Saved data entries:
______

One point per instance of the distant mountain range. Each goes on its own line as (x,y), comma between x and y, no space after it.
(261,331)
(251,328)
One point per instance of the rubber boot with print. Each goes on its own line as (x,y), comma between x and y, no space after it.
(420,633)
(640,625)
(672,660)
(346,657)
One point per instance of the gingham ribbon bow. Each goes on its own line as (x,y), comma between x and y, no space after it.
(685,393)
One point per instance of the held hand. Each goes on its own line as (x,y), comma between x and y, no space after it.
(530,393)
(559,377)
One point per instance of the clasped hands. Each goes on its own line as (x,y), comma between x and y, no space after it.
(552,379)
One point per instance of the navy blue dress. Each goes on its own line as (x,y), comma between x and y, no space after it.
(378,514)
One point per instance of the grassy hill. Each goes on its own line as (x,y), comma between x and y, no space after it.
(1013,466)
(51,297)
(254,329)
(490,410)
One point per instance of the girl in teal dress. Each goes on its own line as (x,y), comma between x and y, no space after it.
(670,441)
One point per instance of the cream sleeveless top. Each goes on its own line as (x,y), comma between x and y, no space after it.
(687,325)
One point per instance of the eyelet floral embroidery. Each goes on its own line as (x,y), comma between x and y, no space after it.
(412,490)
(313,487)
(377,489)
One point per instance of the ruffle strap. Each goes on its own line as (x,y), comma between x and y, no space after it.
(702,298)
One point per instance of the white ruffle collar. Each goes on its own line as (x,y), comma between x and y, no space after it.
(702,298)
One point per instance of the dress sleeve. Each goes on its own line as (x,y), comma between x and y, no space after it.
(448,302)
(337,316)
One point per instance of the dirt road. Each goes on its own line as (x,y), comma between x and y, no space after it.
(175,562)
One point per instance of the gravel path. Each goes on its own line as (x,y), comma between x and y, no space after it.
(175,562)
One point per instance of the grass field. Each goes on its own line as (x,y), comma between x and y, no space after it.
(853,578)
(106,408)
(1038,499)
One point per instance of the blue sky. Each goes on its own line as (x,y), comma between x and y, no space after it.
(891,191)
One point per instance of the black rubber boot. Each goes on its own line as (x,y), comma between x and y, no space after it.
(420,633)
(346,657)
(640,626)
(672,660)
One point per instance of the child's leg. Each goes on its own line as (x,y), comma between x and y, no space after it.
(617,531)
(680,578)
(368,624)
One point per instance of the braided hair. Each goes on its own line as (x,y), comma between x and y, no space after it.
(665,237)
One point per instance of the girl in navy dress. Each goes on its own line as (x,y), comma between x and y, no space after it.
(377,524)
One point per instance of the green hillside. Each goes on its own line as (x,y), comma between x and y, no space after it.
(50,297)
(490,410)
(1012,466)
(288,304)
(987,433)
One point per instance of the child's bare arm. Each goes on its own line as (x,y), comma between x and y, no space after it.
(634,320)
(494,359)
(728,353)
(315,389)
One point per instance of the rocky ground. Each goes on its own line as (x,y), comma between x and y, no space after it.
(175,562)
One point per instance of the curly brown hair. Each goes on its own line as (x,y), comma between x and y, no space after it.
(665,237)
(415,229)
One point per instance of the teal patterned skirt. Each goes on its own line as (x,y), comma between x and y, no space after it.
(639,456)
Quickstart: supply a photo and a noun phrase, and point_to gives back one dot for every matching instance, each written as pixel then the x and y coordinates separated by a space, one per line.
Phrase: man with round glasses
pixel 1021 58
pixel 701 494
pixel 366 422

______

● **About this task**
None of the records may be omitted or altered when they are given again.

● **Reply**
One point per instance of the distant mountain range. Each goes on its own line as (x,y), comma between x and y, no space after it.
(261,331)
(251,328)
One point per instance of the rubber boot with print. Each goes on its own line as (x,y), comma between x and y, no space after it.
(420,633)
(640,625)
(672,660)
(346,657)
One point per instance of the gingham ribbon bow. Each goes on its own line as (x,y), comma between x and y, no space after it.
(685,393)
One point per instance of the held hand. Each goes on its own line as (x,y), comma between x and y, no space after it.
(530,393)
(559,377)
One point per instance of the clasped hands. Each goes on its own line as (x,y), comma between x and y, no space after it.
(552,379)
One point per instance of the navy blue dress. Each goes on its own line as (x,y), comma between x and y, no space after it.
(378,514)
One point per instance of the grassy hill. Each goes on its own line as (x,y), comma between x and y, no space after it.
(1013,466)
(51,297)
(254,329)
(490,410)
One point per instance of the girl in teal dress. Each goes on its own line as (x,y), comma between x and y, no space after it.
(670,441)
One point per instance of the cream sleeveless top. Each goes on its own line as (x,y), comma between x and y, no space after it.
(687,325)
One point per instance of the eyelet floral embroidery. Each goes on its own line as (x,y), comma between x and y, no space after it.
(412,490)
(313,487)
(377,489)
One point per instance of the ruffle strap. Each goes on its own line as (x,y), comma between x and y, no space after it.
(702,298)
One point per instance of the white ruffle collar. Each goes on its own line as (x,y), comma between x and y, no space after it.
(702,298)
One point per instance of the dress sleeve. Each goes on its own line as (x,y), comma between x and y, no space after it.
(448,302)
(337,316)
One point per instance of the dirt road. Each goes on its own line as (x,y), comma between x and y, no space after it.
(175,562)
One point per instance of the gravel path. Each goes on its own line as (x,y), comma between x and y, no space after it.
(175,562)
One point per instance of the grass field. Each goes on its own line as (x,y), comma between x and y, no space after it.
(853,578)
(106,408)
(1038,499)
One point per instance of the blue sky. Each goes on its own line as (x,y), comma between x and y, no space after it.
(891,191)
One point per instance of the black rubber boot. Each goes on its own line as (x,y), comma between x and y, no space after it.
(420,633)
(346,657)
(640,626)
(672,660)
One point per instance of the child's leg. Each goes on its own line as (x,y), comma between x and y, no space after it.
(617,531)
(680,578)
(368,624)
One point per instance of the braided hair. Each goes on its own line as (x,y), comma between x and y, no space after it.
(665,237)
One point per instance of the girl in navy dress. Each goes on its own line as (x,y), comma between x and y, no space after it.
(377,524)
One point per instance of the green hillside. Each goes on its own line as (x,y), comma between x and y, no space after it.
(50,297)
(490,410)
(1012,466)
(288,304)
(987,433)
One point per instance of the child's bare arm. Each goes on its own line as (x,y), comma between x and y, no space after it.
(634,320)
(494,359)
(728,353)
(315,389)
One point per instance of the rocky ground. Each goes on its own line as (x,y), comma between x and y, no space after it.
(175,562)
One point per instance of the curly brown hair. Each goes on its own line as (x,y), comma between x and y, no space after it.
(665,237)
(415,229)
One point per instance of the teal patterned skirt. Each goes on its own line as (x,y), comma between x and y, no space after it.
(639,456)
Quickstart: supply a photo and a noun phrase, and point_to gives back one dot for every matching instance, each written as pixel then the x and y coordinates separated by a space, one per line.
Phrase: man with round glasses
pixel 1021 58
pixel 701 494
pixel 366 422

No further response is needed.